Review for NeurIPS paper: Ridge Rider: Finding Diverse Solutions by Following Eigenvectors of the Hessian

NeurIPS 2020

Ridge Rider: Finding Diverse Solutions by Following Eigenvectors of the Hessian

Review 1

Summary and Contributions: Authors have introduced Ridge Riding, a novel method for finding specific types of solutions by following ridges - the eigenvectors of the Hessian. Experimental results show that the proposed methods can avoid some obvious minima and explore diverse solutions.

Strengths: As far as I understand, there has been no systematic efforts exploring optimization surface systematically and searching for diverse (unique) solutions. Unlike existing methods which rely on population search or modified objective functions, authors propose a way to explore the surface by selecting different directions formed by the Hessian.

# Excerpted records:
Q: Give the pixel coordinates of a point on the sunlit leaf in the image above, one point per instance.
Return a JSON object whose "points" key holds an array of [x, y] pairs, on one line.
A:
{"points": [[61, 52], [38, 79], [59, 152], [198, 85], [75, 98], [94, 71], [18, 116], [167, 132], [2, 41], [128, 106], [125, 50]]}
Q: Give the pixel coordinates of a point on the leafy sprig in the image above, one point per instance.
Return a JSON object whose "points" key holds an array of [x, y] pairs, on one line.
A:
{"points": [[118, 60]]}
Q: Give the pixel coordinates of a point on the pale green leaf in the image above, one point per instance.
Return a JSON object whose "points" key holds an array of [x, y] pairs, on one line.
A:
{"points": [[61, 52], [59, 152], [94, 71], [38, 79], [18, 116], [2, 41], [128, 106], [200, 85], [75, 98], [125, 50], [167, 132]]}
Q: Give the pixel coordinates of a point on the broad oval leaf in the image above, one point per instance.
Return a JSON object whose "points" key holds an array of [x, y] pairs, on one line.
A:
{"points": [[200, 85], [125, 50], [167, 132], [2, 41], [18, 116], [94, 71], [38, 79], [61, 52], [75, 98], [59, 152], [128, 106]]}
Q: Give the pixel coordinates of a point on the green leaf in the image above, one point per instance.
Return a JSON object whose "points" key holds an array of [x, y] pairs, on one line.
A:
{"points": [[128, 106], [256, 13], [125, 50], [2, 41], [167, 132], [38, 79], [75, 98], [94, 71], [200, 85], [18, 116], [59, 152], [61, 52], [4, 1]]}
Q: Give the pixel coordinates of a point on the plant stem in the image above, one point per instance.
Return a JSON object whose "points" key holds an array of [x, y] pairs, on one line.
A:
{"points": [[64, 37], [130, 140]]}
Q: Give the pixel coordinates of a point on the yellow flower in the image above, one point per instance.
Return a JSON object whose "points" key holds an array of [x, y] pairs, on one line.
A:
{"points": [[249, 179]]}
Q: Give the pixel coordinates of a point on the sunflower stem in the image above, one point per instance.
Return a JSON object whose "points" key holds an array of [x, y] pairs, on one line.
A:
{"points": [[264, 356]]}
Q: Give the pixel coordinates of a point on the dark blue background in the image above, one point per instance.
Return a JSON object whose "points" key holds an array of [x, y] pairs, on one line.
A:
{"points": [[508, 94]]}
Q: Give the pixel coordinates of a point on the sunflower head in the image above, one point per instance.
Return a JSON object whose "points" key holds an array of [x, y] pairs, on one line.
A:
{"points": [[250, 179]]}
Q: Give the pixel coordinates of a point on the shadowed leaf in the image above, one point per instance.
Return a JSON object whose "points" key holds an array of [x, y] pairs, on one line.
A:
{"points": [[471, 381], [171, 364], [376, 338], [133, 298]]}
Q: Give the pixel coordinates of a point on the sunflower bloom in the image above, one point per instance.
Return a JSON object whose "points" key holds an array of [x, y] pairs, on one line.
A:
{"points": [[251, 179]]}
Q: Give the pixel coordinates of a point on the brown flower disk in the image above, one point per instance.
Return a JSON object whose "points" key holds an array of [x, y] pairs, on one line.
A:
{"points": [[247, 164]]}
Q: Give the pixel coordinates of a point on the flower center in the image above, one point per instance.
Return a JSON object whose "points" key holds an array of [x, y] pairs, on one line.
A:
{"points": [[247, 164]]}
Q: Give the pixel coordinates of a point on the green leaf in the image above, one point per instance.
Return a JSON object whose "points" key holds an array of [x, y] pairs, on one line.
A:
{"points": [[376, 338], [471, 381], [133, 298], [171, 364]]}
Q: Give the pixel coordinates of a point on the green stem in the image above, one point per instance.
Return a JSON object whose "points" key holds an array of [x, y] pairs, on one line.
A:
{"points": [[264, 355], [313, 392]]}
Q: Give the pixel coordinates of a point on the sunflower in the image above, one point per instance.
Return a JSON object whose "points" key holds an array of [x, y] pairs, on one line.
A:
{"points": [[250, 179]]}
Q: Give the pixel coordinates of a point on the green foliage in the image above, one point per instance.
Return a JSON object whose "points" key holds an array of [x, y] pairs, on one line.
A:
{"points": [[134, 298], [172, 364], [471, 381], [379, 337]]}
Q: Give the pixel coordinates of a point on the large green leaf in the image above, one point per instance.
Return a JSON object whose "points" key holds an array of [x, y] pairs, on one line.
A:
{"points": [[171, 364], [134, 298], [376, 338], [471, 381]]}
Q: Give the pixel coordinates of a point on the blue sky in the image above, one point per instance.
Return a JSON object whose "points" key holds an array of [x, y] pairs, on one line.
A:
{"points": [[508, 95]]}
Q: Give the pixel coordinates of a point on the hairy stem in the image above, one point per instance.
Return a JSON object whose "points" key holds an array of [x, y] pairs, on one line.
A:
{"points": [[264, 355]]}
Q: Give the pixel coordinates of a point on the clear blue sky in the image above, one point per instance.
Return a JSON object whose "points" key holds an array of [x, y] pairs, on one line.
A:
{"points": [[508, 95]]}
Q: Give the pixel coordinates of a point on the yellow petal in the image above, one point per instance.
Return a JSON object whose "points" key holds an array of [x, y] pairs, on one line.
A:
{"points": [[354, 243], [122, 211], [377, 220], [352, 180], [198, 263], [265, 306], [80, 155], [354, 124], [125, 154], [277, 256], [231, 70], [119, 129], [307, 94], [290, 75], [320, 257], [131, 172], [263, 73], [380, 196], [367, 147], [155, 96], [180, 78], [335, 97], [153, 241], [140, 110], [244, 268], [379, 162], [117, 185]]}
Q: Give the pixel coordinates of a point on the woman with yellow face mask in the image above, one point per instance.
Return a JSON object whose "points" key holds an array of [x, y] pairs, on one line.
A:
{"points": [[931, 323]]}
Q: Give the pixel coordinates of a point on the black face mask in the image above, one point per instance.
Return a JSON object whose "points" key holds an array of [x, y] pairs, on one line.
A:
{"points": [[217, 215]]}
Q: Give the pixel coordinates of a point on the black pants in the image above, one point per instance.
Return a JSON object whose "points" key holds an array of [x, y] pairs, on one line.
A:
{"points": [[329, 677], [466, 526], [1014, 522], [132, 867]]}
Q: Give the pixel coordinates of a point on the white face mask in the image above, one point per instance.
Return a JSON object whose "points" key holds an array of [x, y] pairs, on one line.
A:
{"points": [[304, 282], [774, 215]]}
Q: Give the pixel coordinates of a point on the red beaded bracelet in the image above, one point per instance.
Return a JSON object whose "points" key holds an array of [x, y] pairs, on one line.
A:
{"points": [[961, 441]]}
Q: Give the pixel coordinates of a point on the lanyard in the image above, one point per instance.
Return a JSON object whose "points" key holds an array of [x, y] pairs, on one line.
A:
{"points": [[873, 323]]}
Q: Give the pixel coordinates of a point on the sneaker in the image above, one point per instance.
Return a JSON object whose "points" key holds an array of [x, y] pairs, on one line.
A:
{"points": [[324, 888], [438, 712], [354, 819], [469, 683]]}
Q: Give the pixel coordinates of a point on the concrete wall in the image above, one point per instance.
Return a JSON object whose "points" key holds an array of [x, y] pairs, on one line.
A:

# Directive A:
In the NeurIPS review, what does Ridge Riding follow in order to find specific types of solutions?
# Directive B:
Please return the stretch of the NeurIPS review from "Summary and Contributions: Authors" through "explore diverse solutions.", copied word for word.

# Right answer A:
It follows ridges, which are the eigenvectors of the Hessian.

# Right answer B:
Summary and Contributions: Authors have introduced Ridge Riding, a novel method for finding specific types of solutions by following ridges - the eigenvectors of the Hessian. Experimental results show that the proposed methods can avoid some obvious minima and explore diverse solutions.